Dataset rows showing where objects appear

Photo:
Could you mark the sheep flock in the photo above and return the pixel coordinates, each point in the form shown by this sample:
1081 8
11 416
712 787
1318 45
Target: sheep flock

GIVEN TASK. Copy the data above line for line, without changing anything.

TASK OUTPUT.
Photo:
Could you mark the sheep flock in the photo above and return the pixel coordinates, each point in the form shown by this sample:
1081 8
11 416
712 787
1318 45
Target: sheep flock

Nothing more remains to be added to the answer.